There’s an old saying that makes the rounds now and again, with various attributions. “First they ignore you, then they laugh at you, then they fight you, then you win.”
I wonder how this one is going to end for Rako Science. I desperately hope it ends well. If it does not, it will be an utter travesty of justice.
The Initiative has long been keen on better Covid testing methods. They featured again in my report, released this week.
The University of Illinois’s SHIELD protocol saliva-based PCR testing rolled out very successfully in August 2020.
By late 2020, Rako Science had brought it here, under licence. By January, Rako was providing accurate and rapid PCR testing for private clients under contract, with a test validated to ISO15189 standard.
Rako had offered its testing services to the Ministry of Health in December 2020.
First they ignored Rako.
When Rako’s deployment spread through early 2021, the Director General of Health made erroneous statements, perhaps through simple mistake, at 1pm briefings about the accuracy of saliva-based PCR testing.
Then they laughed at Rako.
When it became increasingly obvious that it was impossible to scale up nasal swab-based testing in any practicable way, the Ministry of Health set a procurement process for saliva-based PCR testing. That process is the subject of a complaint by Winston Peters to the Auditor General.
And, for months, according to Rako, the Ministry ignored or denied requests from Rako to link Rako’s test results into the nationally integrated reporting system.

——————

Actions to take:
**1.** According to the saying quoted at the start of the Rako Science text, what stages lead to winning? List them in order.
**2.** Carry the Rako Science piece forward with a few sentences that pick up after its last line about the national reporting system.
The items after this point are drawn from a different source and are unrelated to the Rako Science text.

Material shown:
——————

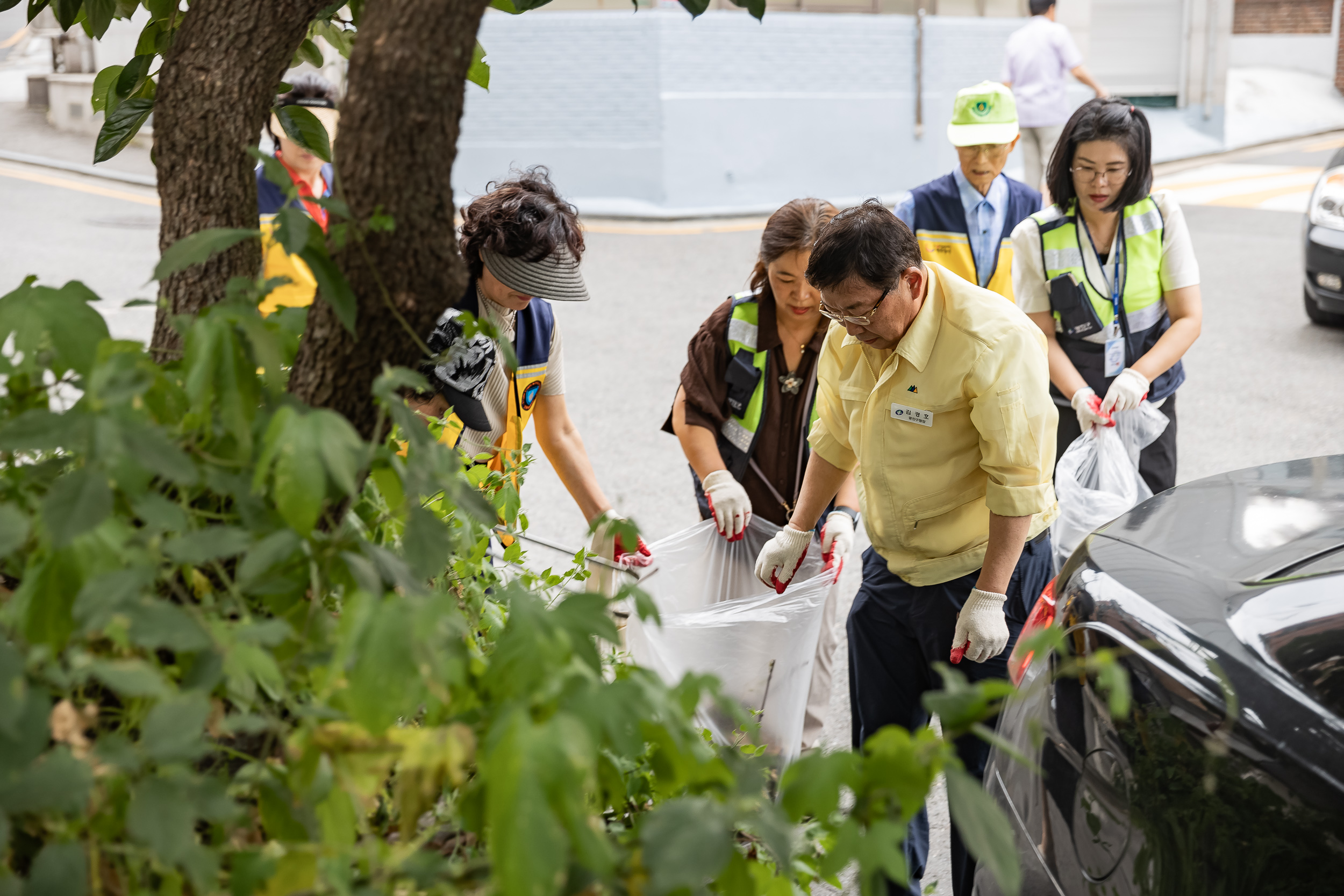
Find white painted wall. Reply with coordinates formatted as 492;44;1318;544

——————

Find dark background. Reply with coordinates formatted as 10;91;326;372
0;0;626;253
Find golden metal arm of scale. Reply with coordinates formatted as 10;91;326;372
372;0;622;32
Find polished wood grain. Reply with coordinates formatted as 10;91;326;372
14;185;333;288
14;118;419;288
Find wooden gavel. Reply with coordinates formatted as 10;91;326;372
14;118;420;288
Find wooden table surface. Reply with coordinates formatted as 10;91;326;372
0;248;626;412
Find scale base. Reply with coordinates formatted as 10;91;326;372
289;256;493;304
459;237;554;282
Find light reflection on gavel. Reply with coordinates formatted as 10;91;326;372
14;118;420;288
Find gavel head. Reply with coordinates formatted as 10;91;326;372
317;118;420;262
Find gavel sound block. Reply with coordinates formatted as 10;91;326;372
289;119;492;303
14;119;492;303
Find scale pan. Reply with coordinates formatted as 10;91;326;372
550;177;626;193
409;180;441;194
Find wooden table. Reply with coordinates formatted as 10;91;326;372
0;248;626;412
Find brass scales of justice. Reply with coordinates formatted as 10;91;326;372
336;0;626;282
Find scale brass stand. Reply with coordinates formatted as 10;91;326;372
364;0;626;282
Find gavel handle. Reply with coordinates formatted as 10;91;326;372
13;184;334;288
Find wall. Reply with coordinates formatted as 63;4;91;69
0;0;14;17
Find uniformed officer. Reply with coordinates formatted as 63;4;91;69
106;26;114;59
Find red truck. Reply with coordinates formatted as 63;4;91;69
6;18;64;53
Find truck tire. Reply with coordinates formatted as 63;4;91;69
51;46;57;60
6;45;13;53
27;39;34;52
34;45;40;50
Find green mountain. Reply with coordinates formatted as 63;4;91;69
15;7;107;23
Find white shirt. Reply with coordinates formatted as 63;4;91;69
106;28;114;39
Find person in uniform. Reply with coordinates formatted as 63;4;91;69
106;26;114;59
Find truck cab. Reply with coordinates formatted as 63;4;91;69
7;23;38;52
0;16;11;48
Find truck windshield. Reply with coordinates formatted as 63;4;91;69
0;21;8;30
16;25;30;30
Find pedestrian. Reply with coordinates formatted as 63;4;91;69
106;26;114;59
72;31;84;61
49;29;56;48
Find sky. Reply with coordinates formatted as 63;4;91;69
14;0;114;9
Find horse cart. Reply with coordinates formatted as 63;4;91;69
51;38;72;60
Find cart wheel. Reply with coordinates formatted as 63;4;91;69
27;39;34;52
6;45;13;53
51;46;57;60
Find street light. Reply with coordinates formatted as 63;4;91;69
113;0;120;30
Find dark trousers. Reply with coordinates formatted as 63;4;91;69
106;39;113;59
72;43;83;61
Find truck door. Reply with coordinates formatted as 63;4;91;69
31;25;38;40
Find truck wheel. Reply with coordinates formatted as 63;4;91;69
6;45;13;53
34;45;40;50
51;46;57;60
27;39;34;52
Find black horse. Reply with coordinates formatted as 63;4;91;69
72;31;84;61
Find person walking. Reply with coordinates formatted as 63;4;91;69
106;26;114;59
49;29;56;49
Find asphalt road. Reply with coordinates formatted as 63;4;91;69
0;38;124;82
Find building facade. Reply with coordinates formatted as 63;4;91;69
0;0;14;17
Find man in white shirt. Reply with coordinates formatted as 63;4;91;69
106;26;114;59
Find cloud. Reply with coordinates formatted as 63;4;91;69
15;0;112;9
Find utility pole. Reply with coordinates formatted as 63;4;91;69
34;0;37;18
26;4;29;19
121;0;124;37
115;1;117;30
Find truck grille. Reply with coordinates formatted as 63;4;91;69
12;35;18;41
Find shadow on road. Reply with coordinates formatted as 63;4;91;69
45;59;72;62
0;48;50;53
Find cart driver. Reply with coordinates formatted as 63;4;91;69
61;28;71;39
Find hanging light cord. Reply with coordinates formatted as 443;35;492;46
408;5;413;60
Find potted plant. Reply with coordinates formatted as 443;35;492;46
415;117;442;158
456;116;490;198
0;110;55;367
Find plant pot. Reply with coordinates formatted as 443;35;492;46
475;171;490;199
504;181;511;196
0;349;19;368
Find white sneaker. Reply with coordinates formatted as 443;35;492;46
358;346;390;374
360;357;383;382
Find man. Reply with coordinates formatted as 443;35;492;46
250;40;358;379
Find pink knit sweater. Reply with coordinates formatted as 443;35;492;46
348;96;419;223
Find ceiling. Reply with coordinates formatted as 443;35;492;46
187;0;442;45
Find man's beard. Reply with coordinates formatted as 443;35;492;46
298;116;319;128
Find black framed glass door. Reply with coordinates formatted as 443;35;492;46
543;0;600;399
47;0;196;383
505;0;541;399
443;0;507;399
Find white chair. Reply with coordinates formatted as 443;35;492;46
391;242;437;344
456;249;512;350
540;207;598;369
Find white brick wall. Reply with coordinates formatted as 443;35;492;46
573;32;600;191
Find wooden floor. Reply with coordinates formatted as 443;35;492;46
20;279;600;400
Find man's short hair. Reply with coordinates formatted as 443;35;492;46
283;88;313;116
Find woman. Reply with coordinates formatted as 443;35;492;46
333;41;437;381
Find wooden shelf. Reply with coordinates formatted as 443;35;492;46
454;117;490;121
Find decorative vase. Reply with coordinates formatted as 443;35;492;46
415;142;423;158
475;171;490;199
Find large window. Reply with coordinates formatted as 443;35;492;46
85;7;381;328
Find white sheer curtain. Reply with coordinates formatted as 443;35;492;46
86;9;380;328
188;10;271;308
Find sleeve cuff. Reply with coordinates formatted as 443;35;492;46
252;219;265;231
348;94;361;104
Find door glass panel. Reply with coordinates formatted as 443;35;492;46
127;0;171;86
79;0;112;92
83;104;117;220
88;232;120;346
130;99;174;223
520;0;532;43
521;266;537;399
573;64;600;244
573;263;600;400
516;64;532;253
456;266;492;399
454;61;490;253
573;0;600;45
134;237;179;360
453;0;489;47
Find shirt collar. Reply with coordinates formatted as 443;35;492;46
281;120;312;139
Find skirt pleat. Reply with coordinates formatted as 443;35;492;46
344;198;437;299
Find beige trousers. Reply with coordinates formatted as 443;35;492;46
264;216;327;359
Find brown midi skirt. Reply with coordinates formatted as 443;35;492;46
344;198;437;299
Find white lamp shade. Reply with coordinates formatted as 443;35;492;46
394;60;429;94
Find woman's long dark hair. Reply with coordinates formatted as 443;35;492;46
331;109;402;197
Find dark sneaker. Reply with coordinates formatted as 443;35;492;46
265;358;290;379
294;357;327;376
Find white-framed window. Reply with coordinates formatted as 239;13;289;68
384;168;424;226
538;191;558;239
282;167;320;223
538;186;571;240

——————

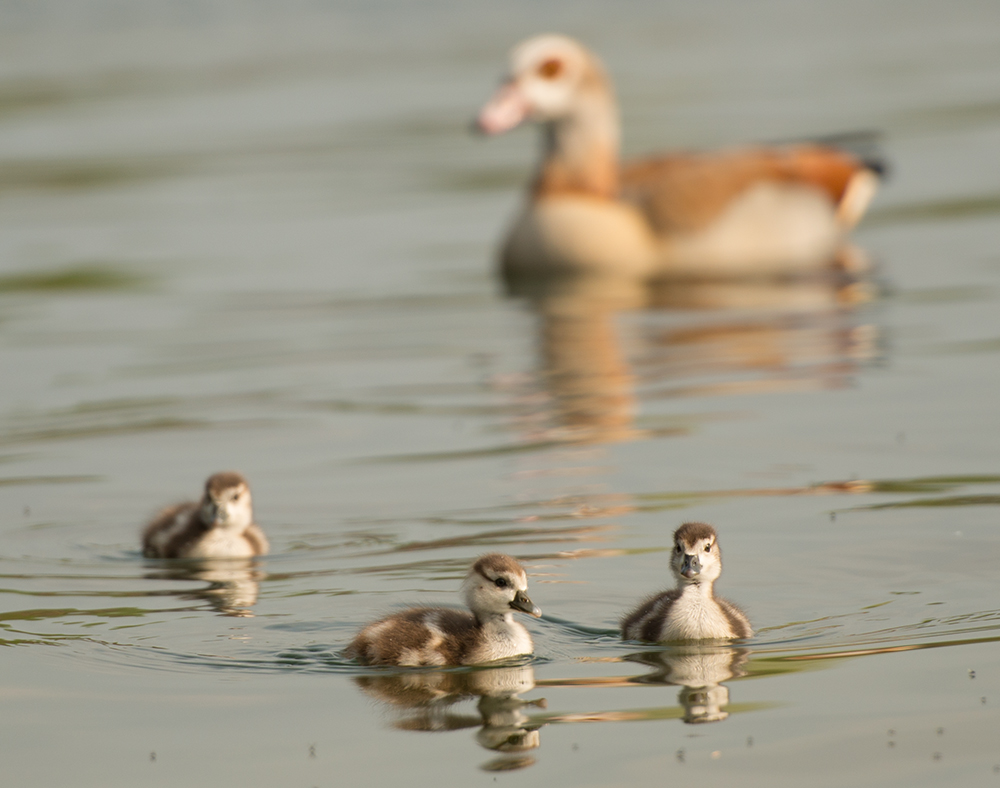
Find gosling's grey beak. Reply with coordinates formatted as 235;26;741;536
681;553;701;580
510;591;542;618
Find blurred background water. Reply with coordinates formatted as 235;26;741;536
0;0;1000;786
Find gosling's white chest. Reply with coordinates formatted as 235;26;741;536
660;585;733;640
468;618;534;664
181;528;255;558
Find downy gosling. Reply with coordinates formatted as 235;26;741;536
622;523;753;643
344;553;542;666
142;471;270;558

——————

Results for each task:
**1.** First they ignore you, then they laugh at you, then they fight you, then you win.

**2.**
Then they fought Rako.
Last week, on 29 September, the Government introduced the COVID-19 Public Health Response Amendment Bill (No 2) into Parliament.
Rako found out about it on 5 October. Submissions close Monday 11 October.
Section 11 of the Bill provides the Government with the ability to requisition Rako’s materials and services, compensating the company at a deemed “market price”. Existing contracts with private hospitals for testing might need to be voided, come the requisition order.
On a charitable and optimistic interpretation, the Government has finally realised that it needs to contract for a massive amount of testing and does not want to have to negotiate with the provider of the only test validated to the appropriate ISO standard.
On a more frightening one, the Government is preparing to quasi-nationalise the provider they fought for so long.
Let’s hope Rako wins this one. If they don’t, we all lose.